Replace "butter pat" with "butter slice" in the records from the start through the line that holds "[(273, 828), (70, 471)]", both ends included. Give those lines again with nothing else changed.
________________________________________
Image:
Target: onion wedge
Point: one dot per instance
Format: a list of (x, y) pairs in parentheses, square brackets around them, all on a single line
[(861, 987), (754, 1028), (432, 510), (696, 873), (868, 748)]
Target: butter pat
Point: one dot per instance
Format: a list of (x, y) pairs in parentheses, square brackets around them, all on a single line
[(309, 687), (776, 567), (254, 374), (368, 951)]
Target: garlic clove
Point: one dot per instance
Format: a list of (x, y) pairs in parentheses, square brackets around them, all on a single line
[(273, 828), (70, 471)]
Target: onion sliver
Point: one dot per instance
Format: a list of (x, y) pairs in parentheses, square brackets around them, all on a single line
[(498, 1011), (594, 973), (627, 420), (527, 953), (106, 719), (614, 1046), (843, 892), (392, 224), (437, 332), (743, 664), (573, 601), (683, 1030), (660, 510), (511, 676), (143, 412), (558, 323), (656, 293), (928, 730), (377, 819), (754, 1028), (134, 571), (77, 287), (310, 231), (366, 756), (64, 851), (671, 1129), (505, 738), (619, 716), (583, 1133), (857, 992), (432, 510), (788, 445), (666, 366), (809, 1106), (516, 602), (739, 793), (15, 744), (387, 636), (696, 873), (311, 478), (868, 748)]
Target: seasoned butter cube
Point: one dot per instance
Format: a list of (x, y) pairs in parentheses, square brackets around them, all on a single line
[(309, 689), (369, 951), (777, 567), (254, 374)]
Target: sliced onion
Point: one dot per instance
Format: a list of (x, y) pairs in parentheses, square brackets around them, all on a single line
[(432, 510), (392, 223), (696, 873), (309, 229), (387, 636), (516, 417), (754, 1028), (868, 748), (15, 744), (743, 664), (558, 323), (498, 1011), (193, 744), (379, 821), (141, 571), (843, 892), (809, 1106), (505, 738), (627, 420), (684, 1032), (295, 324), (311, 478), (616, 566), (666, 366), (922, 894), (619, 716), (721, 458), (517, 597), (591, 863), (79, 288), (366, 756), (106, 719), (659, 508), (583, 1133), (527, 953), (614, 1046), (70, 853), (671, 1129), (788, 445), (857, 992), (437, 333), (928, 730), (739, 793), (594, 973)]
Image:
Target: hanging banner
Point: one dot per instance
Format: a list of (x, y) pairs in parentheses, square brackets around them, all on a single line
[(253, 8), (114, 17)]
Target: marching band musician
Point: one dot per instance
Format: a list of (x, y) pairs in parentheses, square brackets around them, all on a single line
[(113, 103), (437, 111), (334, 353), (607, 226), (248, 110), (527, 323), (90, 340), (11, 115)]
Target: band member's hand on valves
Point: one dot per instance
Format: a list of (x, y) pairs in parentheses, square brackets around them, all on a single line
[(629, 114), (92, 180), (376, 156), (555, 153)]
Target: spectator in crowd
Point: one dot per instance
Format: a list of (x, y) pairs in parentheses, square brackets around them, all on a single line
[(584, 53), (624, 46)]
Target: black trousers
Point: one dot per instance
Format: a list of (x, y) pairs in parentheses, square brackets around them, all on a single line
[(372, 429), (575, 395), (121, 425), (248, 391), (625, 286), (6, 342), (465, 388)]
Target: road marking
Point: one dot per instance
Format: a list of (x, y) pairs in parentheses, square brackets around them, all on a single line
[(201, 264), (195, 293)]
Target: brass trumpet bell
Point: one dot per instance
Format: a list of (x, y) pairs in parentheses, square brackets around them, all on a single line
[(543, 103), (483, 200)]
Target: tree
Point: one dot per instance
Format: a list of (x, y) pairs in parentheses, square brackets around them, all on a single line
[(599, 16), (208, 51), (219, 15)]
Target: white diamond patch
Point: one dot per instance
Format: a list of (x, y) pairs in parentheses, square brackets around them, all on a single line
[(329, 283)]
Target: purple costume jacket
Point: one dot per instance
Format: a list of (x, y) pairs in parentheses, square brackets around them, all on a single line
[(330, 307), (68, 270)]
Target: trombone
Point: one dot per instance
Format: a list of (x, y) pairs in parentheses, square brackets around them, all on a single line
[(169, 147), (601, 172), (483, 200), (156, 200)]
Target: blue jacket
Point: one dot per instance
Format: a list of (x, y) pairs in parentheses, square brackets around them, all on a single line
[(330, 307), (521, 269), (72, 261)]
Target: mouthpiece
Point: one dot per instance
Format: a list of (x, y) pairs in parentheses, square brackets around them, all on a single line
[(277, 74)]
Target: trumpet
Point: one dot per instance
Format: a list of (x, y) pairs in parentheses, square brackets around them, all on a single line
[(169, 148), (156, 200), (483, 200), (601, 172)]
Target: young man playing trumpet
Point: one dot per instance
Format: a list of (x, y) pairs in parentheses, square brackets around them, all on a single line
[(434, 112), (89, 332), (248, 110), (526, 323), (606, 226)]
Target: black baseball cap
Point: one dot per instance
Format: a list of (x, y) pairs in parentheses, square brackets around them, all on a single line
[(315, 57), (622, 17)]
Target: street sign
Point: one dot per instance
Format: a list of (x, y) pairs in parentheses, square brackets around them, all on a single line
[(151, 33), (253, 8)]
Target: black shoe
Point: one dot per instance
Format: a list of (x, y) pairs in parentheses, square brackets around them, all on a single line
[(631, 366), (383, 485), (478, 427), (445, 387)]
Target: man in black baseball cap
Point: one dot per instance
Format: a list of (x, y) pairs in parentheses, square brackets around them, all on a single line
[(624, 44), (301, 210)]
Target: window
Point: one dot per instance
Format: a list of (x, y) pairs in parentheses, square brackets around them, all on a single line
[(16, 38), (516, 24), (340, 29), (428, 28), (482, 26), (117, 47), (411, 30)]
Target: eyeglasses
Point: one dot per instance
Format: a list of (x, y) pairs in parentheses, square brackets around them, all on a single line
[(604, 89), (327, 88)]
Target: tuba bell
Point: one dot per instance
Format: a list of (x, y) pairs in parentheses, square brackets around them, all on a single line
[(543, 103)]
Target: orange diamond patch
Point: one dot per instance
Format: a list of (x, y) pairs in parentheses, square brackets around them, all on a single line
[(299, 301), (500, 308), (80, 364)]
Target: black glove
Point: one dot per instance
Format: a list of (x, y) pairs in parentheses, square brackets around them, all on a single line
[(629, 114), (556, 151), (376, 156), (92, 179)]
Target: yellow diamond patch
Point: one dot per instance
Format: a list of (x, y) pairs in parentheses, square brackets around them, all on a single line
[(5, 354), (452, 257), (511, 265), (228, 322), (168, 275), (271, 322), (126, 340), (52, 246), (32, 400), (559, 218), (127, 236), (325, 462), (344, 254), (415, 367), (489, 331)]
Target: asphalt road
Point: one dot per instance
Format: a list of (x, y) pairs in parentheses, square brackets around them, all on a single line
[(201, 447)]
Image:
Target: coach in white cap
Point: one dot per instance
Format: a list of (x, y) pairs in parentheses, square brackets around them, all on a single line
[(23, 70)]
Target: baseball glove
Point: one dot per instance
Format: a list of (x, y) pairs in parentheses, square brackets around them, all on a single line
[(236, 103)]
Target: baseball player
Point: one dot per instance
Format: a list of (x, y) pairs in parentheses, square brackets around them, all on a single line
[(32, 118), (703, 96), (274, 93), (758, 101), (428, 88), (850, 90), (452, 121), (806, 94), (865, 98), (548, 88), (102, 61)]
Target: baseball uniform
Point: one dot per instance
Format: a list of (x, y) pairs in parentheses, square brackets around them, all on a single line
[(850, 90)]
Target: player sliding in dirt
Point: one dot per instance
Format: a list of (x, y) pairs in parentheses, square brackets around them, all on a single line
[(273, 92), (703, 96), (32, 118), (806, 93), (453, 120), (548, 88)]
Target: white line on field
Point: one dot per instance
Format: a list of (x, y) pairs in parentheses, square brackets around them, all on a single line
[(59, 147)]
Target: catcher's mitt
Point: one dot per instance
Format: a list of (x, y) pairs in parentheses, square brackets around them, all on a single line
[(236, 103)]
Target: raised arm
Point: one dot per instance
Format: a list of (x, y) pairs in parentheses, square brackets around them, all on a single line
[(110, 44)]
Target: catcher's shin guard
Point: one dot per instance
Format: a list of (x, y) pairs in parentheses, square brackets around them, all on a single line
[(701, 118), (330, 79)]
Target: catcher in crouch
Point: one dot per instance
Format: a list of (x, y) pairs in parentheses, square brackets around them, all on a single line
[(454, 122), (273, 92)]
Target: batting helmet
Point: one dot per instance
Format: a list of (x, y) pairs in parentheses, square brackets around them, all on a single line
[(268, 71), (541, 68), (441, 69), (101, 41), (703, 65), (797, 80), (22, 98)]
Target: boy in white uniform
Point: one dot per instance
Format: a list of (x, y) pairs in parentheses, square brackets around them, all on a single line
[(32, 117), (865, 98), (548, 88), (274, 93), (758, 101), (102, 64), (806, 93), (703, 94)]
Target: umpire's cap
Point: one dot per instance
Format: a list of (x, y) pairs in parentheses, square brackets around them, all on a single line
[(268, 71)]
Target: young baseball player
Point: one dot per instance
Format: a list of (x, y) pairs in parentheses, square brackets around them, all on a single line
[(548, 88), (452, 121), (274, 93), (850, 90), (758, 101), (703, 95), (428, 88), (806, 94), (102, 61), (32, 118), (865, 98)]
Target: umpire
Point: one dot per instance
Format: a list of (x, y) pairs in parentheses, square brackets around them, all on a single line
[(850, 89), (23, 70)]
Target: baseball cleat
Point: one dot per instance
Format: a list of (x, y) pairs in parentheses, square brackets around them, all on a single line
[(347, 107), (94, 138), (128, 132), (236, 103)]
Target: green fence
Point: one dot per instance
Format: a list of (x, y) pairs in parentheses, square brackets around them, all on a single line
________________________________________
### Output of the task
Image:
Target: onion wedge
Point: one dot per instance
Format: a list of (x, y) pairs in parentheses, square brackets around them, all on a single line
[(861, 987), (754, 1028), (432, 510), (696, 873), (868, 748)]
Target: butter slice
Point: one dot per instance
Format: a list of (x, y) pairs in parentheses, square brackets around them, all on a single line
[(309, 687), (776, 567), (254, 374), (368, 951)]
Target: garlic clove
Point: one dot per instance
Format: a list of (x, y) pairs in parentheses, square brackets around them, all on a single line
[(273, 828), (70, 471)]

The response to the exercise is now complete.